问题与任务:
**1)** 能否用两句话概括下文的内容?
**2)** 能否一字不差地写出下文中以含有“将普通皮肤细胞转化为诱导多能”的词句开头、以“右,是原有转化率的大约百倍。”结尾的那一部分?

所给文章:
-.-.-
将普通皮肤细胞转化为诱导多能干细胞(iPS细胞)再进行克隆等研究,是近年来干细胞研究的热点领域,但是该领域一直受到细胞转化率太低的制约。英国《自然》杂志网站9日发表最新科研报告说,科学家发现,通过基因路径阻断可以将这一转化的成功率提高约百倍。
来自不同国家的5个科研小组同时报告了相关进展,其中包括最先培育出iPS细胞的日本科学家山中伸弥的科研小组。科学家发现,通过阻断一个名为“p53”的基因的路径,可以将皮肤细胞转化为iPS细胞的成功率提高至10%左右,是原有转化率的大约百倍。
目前,将普通细胞转化为iPS细胞的常用方法是通过病毒载体将4个基因注入细胞内;其他一些方法可以只使用2个或3个基因,或者不使用病毒载体,获得的iPS细胞会更安全,更少出现不良变异的可能,但是转化率也更低。新发现可以提高所有转化方法的成功率,更好地兼顾效率和安全。
不过科学家提醒说,“p53”具有抑制细胞癌变、阻止肿瘤生长的作用,因此在通过阻断“p53”路径提高iPS细胞转化率时,也要注意潜在风险。(生物谷Bioon.com)
-.-.-
数据部分:
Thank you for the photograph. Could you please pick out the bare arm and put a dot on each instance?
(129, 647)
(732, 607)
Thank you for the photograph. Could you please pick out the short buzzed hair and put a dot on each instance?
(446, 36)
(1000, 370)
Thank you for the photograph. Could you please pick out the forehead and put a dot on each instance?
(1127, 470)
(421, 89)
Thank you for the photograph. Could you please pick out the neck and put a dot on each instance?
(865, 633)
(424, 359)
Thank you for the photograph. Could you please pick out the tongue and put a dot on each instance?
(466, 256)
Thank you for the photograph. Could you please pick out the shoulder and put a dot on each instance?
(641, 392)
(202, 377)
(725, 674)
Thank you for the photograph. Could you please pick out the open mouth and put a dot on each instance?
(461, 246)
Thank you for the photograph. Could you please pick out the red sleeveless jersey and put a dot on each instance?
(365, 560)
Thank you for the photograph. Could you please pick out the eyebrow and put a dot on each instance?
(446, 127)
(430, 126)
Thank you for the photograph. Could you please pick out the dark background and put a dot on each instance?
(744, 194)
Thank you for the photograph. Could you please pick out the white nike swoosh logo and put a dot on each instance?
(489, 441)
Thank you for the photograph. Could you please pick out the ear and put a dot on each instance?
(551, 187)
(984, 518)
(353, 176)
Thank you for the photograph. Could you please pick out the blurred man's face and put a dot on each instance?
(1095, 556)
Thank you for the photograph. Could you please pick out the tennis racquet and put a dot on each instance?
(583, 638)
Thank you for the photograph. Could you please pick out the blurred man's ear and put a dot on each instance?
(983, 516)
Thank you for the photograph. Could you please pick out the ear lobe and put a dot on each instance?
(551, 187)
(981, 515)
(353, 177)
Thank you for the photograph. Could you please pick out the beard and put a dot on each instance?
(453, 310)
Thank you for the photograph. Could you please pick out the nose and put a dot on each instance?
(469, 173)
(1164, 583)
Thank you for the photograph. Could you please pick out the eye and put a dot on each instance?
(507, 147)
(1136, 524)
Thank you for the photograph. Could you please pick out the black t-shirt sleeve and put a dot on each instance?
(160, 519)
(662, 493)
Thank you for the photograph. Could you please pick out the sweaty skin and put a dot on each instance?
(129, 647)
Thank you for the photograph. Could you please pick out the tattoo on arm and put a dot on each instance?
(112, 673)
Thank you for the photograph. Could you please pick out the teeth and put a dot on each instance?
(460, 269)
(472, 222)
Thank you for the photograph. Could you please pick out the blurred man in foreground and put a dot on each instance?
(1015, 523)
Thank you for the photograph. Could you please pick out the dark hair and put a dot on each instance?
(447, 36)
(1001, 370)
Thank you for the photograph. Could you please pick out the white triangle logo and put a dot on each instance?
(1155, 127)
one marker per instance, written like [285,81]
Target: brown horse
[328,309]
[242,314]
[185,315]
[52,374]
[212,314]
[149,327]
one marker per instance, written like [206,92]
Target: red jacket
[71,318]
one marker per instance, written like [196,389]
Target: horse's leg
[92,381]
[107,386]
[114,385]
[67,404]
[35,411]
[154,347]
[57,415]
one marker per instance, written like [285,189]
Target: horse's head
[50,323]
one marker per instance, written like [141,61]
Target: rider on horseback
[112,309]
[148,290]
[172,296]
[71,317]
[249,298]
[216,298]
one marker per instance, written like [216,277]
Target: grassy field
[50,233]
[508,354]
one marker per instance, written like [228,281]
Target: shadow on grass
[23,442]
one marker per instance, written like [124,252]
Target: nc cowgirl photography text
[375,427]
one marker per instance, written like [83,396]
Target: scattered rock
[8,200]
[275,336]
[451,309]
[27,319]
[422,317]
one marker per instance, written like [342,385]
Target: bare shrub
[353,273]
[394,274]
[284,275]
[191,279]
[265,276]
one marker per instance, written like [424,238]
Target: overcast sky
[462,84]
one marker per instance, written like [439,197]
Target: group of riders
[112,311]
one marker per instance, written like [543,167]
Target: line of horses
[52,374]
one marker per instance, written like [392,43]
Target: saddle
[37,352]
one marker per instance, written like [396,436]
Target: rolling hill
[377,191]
-.-.-
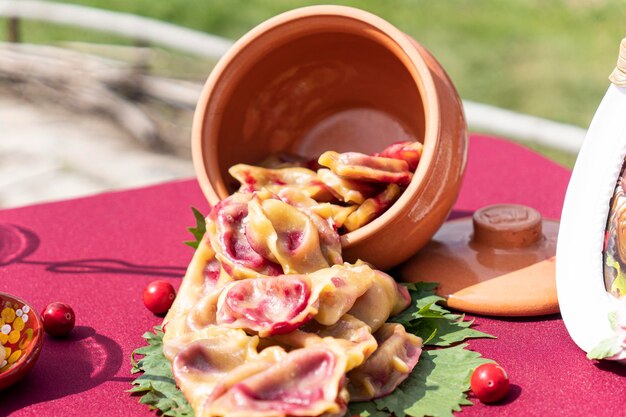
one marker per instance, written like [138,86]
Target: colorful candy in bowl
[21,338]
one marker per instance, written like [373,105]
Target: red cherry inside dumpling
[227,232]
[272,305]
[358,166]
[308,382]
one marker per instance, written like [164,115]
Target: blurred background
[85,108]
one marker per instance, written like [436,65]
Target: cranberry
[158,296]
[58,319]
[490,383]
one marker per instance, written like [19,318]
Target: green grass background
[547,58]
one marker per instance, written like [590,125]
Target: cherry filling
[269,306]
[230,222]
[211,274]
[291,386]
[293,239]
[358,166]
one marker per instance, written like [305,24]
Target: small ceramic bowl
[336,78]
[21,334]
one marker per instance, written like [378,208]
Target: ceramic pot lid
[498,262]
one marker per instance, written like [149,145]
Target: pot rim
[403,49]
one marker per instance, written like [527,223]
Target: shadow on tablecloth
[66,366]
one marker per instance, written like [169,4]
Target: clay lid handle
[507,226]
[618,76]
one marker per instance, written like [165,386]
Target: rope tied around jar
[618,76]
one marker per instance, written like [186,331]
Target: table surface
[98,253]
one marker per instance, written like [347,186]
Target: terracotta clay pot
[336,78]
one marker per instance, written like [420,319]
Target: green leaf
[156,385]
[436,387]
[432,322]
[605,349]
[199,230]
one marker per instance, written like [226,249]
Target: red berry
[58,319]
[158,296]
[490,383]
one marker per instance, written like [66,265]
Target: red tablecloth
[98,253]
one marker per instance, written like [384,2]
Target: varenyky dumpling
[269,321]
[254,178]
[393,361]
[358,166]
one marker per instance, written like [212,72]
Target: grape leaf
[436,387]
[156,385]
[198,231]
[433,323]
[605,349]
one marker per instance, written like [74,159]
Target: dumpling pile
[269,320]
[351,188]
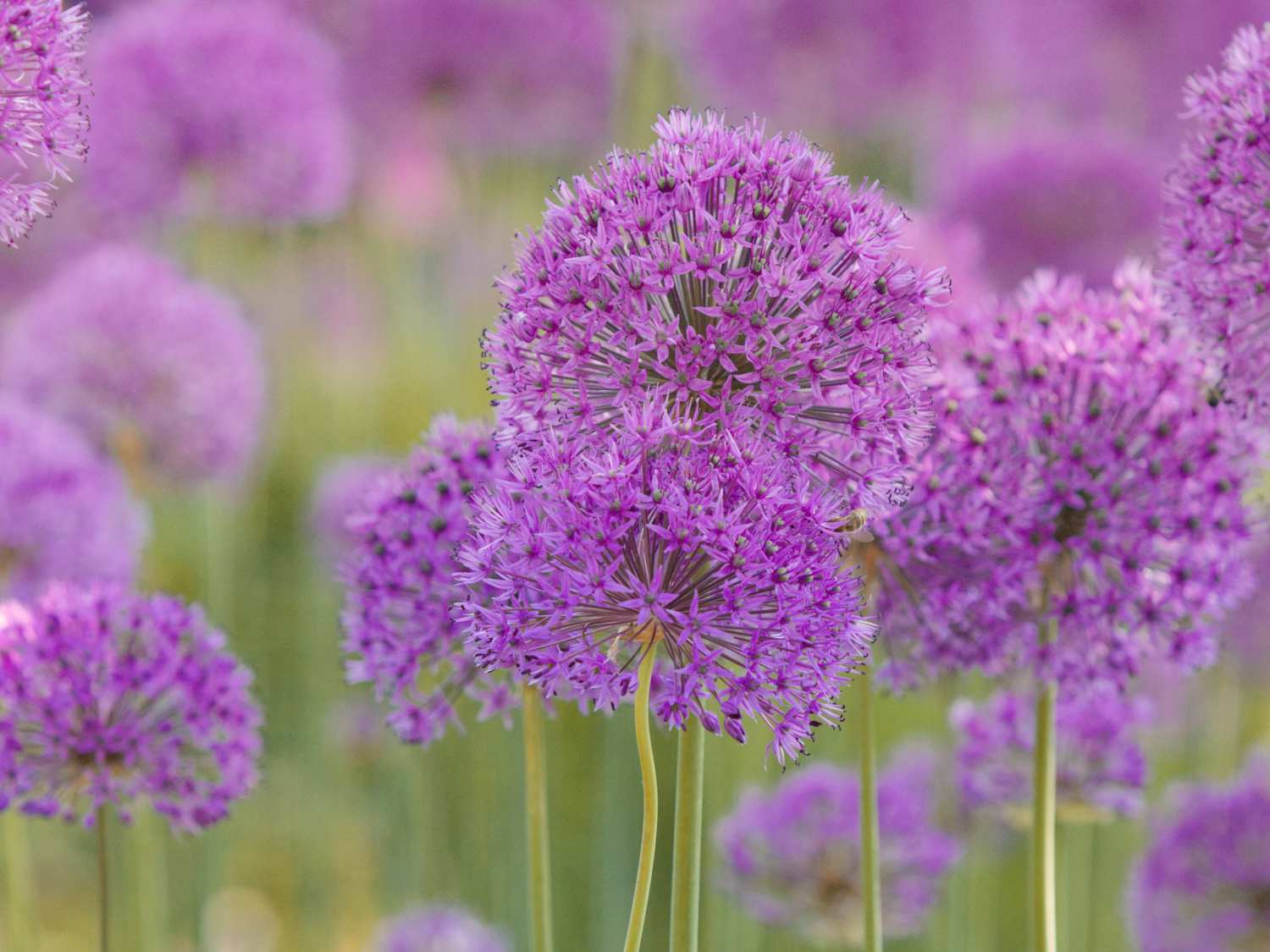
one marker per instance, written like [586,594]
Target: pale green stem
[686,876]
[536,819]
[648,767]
-.-.-
任务答案:
**1)** 科学家发现,阻断“p53”基因路径可将皮肤细胞转化为iPS细胞的成功率提高到10%左右,约为原有转化率的百倍,且能提高所有转化方法的成功率。不过“p53”具有抑制细胞癌变、阻止肿瘤生长的作用,因此通过阻断其路径提高转化率时也要注意潜在风险。

**2)**
将普通皮肤细胞转化为诱导多能干细胞(iPS细胞)再进行克隆等研究,是近年来干细胞研究的热点领域,但是该领域一直受到细胞转化率太低的制约。英国《自然》杂志网站9日发表最新科研报告说,科学家发现,通过基因路径阻断可以将这一转化的成功率提高约百倍。
来自不同国家的5个科研小组同时报告了相关进展,其中包括最先培育出iPS细胞的日本科学家山中伸弥的科研小组。科学家发现,通过阻断一个名为“p53”的基因的路径,可以将皮肤细胞转化为iPS细胞的成功率提高至10%左右,是原有转化率的大约百倍。